▶ **PROBLEM STATEMENT**
Retype only what runs from the line with "Can you find the rear wheel?" through the end of the entries, exactly and in full, but omit any picture you find.

---------------

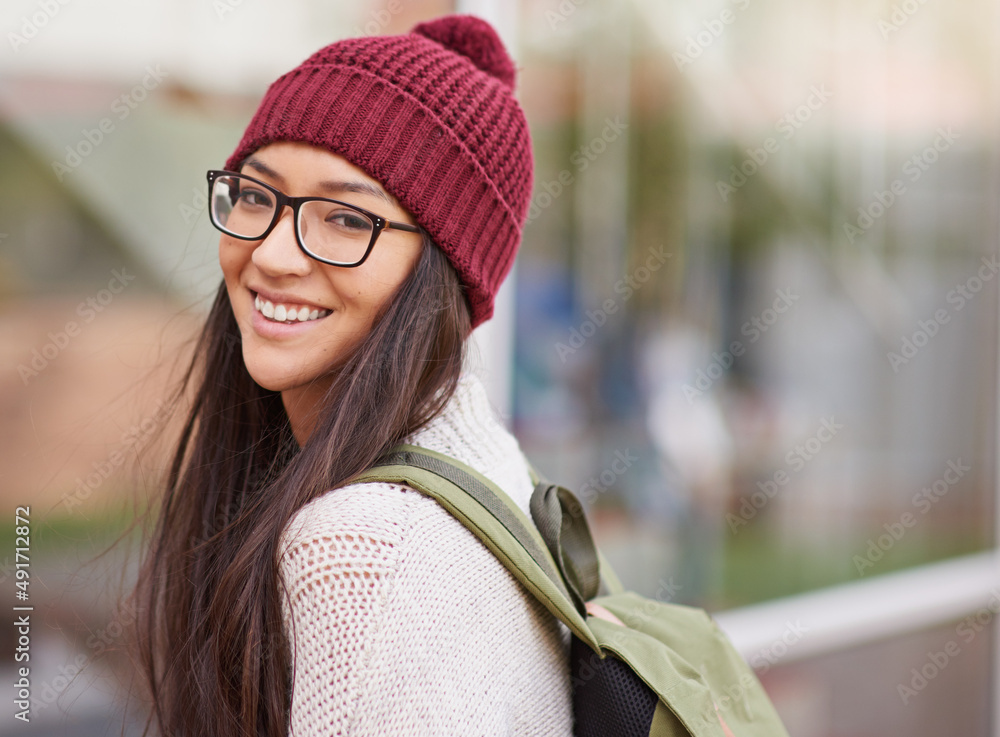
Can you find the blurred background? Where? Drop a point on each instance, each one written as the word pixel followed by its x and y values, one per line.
pixel 753 322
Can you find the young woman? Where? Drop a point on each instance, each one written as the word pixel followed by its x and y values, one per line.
pixel 368 217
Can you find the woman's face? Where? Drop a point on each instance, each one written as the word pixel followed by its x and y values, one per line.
pixel 294 357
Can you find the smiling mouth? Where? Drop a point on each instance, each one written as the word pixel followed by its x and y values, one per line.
pixel 287 313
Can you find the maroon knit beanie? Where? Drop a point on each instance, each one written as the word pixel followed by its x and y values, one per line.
pixel 432 116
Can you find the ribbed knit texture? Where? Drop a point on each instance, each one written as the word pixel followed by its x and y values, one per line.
pixel 431 115
pixel 403 623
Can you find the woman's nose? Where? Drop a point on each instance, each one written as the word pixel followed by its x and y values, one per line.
pixel 279 254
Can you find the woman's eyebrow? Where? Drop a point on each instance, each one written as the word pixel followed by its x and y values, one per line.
pixel 357 187
pixel 331 186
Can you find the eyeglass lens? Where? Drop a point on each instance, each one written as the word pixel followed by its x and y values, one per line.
pixel 328 229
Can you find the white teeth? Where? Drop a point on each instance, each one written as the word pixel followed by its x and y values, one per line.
pixel 281 313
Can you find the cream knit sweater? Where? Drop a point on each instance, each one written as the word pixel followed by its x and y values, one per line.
pixel 403 623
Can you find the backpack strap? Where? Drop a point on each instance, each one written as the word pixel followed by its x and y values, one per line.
pixel 558 514
pixel 492 516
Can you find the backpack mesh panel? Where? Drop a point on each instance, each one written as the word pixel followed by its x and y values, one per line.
pixel 609 699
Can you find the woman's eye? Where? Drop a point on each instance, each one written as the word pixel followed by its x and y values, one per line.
pixel 348 220
pixel 255 198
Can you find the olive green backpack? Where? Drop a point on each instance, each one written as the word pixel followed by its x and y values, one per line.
pixel 640 667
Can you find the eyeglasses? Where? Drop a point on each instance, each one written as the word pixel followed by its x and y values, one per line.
pixel 330 231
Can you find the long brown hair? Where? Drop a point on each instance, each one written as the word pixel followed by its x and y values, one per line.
pixel 209 635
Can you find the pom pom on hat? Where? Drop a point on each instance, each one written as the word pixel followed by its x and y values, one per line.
pixel 474 38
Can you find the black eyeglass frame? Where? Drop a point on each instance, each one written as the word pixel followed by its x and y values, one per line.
pixel 282 200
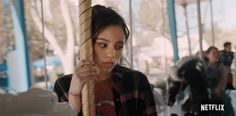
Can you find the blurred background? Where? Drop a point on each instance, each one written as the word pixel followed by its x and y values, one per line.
pixel 25 45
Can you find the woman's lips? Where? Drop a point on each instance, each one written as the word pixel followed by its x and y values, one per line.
pixel 108 64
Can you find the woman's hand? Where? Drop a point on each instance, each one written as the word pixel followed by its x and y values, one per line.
pixel 86 70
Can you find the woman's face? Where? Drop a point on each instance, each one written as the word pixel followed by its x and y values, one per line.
pixel 108 48
pixel 213 56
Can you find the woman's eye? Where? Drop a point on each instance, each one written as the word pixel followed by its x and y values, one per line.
pixel 119 47
pixel 102 45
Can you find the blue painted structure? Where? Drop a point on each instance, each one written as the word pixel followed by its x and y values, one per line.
pixel 21 80
pixel 172 25
pixel 4 81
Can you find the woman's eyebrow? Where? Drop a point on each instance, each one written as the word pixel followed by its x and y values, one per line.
pixel 103 39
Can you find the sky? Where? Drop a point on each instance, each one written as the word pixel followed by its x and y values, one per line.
pixel 223 15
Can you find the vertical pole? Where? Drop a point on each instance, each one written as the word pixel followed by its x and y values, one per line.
pixel 187 30
pixel 172 25
pixel 22 81
pixel 199 26
pixel 86 52
pixel 131 33
pixel 212 24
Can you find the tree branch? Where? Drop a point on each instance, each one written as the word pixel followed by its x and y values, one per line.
pixel 69 28
pixel 48 35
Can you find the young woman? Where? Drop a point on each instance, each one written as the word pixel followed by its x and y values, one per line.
pixel 118 90
pixel 216 76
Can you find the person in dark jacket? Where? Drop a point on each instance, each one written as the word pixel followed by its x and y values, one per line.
pixel 118 90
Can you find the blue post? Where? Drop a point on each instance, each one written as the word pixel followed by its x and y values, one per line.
pixel 172 25
pixel 21 81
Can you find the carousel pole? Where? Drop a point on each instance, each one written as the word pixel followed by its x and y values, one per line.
pixel 86 52
pixel 200 27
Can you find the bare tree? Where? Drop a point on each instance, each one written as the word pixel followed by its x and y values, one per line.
pixel 67 54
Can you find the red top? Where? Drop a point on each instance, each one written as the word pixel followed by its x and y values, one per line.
pixel 104 98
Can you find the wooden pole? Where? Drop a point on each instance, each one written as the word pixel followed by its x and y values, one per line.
pixel 86 52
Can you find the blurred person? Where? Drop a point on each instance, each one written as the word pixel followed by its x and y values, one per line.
pixel 226 57
pixel 118 90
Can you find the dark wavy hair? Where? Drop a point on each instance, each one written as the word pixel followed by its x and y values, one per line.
pixel 208 51
pixel 103 17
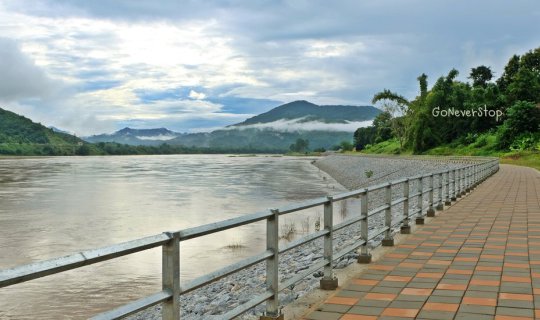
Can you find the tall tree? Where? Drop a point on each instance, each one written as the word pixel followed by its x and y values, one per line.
pixel 480 76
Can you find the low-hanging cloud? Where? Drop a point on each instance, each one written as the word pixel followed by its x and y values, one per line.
pixel 21 77
pixel 301 125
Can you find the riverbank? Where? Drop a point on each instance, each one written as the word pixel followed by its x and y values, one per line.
pixel 353 172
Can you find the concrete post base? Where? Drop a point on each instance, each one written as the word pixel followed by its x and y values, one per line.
pixel 364 258
pixel 405 229
pixel 388 242
pixel 270 317
pixel 329 284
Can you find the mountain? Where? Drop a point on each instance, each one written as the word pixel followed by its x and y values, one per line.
pixel 20 135
pixel 306 111
pixel 277 129
pixel 136 136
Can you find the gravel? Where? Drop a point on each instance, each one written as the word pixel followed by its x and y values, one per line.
pixel 353 172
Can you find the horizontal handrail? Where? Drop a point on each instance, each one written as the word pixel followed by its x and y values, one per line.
pixel 454 183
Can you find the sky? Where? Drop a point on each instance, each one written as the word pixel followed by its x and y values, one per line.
pixel 97 66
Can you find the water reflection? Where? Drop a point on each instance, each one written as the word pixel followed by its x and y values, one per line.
pixel 55 206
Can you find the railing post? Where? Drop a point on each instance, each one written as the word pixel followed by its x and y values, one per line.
pixel 365 256
pixel 170 274
pixel 468 179
pixel 420 204
pixel 440 205
pixel 459 182
pixel 447 200
pixel 388 240
pixel 406 228
pixel 329 281
pixel 462 185
pixel 272 264
pixel 454 190
pixel 431 210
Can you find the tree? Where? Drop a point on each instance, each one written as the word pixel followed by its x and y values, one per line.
pixel 383 126
pixel 301 145
pixel 396 106
pixel 522 118
pixel 480 76
pixel 364 136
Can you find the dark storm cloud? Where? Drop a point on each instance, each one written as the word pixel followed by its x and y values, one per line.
pixel 20 77
pixel 326 52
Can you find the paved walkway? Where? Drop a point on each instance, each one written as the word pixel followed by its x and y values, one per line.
pixel 480 259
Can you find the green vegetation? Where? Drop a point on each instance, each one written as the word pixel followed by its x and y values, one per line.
pixel 485 118
pixel 308 111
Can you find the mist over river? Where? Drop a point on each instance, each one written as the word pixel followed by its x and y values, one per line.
pixel 51 207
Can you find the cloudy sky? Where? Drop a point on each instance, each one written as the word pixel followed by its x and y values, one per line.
pixel 97 66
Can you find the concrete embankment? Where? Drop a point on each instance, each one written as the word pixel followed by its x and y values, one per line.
pixel 353 172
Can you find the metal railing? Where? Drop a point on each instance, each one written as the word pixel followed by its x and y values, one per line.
pixel 455 182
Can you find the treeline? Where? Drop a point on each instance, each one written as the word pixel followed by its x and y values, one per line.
pixel 456 112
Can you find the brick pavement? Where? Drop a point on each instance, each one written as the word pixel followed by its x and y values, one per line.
pixel 479 259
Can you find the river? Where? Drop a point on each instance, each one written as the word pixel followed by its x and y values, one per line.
pixel 51 207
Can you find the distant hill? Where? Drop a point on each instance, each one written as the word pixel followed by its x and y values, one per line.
pixel 18 129
pixel 136 136
pixel 20 135
pixel 306 111
pixel 276 129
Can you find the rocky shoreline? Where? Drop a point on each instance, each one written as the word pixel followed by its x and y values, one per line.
pixel 353 172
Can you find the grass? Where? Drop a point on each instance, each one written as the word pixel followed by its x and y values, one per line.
pixel 483 145
pixel 523 158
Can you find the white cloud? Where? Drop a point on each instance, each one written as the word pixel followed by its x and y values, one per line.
pixel 196 95
pixel 20 76
pixel 299 125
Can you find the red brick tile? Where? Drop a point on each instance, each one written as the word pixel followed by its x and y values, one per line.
pixel 432 306
pixel 516 279
pixel 466 259
pixel 487 268
pixel 516 265
pixel 431 275
pixel 381 267
pixel 479 301
pixel 422 254
pixel 410 265
pixel 357 317
pixel 458 271
pixel 380 296
pixel 365 282
pixel 500 317
pixel 518 254
pixel 396 255
pixel 491 283
pixel 397 278
pixel 515 296
pixel 447 286
pixel 439 262
pixel 398 312
pixel 416 292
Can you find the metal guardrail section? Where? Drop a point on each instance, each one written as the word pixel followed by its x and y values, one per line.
pixel 456 182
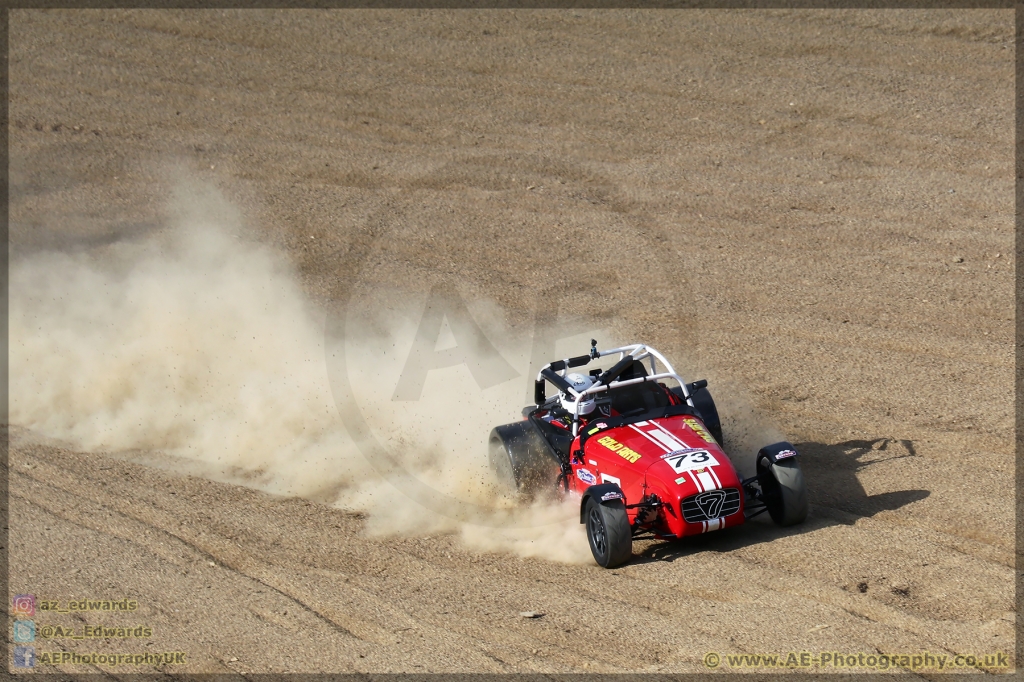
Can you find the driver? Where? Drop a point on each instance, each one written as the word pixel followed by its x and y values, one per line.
pixel 580 383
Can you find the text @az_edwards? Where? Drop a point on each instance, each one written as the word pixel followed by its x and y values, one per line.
pixel 838 661
pixel 93 632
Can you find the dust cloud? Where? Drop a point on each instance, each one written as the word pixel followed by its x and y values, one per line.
pixel 195 349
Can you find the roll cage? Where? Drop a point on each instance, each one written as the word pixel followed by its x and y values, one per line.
pixel 555 372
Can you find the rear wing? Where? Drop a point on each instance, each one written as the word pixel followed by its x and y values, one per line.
pixel 555 373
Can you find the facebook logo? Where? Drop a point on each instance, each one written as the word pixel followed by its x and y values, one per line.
pixel 25 631
pixel 25 656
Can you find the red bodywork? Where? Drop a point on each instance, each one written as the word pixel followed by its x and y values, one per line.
pixel 673 458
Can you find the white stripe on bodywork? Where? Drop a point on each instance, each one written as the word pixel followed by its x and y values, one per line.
pixel 708 481
pixel 677 443
pixel 718 481
pixel 648 436
pixel 666 439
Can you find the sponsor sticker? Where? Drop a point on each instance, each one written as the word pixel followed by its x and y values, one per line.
pixel 630 456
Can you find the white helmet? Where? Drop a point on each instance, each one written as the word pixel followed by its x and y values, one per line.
pixel 580 382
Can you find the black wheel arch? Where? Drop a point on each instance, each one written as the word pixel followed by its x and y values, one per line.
pixel 598 493
pixel 532 462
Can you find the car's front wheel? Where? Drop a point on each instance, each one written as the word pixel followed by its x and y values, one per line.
pixel 608 531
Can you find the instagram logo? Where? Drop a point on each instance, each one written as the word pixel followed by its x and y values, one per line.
pixel 24 604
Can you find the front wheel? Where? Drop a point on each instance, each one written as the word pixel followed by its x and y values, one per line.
pixel 608 531
pixel 783 491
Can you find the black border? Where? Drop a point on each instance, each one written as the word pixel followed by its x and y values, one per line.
pixel 508 4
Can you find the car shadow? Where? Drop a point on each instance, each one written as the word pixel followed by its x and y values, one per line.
pixel 834 491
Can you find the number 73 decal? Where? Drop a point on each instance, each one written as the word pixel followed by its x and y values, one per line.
pixel 688 460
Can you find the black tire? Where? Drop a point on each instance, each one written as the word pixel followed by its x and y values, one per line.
pixel 608 531
pixel 783 491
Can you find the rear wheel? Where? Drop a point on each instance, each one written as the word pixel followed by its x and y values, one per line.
pixel 608 531
pixel 783 491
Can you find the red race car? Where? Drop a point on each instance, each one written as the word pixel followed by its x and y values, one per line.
pixel 643 457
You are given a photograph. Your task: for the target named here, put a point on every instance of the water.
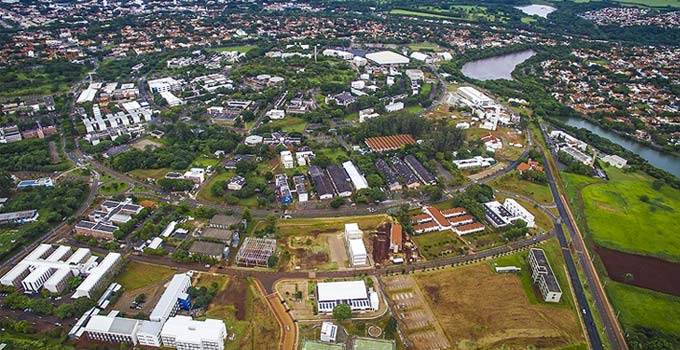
(497, 67)
(537, 10)
(657, 158)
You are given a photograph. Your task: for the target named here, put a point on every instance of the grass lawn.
(290, 124)
(149, 173)
(329, 225)
(440, 244)
(627, 214)
(552, 250)
(114, 187)
(424, 47)
(139, 275)
(643, 307)
(241, 48)
(513, 183)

---------------

▶ **SOLUTION TO THIS PROBLEM**
Can you find the rear wheel? Where? Drop a point on each instance, each one written as the word pixel followed by its x and y values, one per line.
pixel 608 531
pixel 783 491
Can you find the red race car? Where? Drop a point on each instance, each one written as the word pixel followed by its x and y values, one per line.
pixel 643 457
You are given a photograph. Your task: for the target named here, put a point on every instance of the water.
(497, 67)
(537, 10)
(657, 158)
You are given a photograph. Your task: for the target named here, put a point on every instance of the grass lawn.
(290, 124)
(149, 173)
(329, 225)
(440, 244)
(627, 214)
(552, 250)
(114, 187)
(424, 47)
(139, 275)
(643, 307)
(241, 48)
(513, 183)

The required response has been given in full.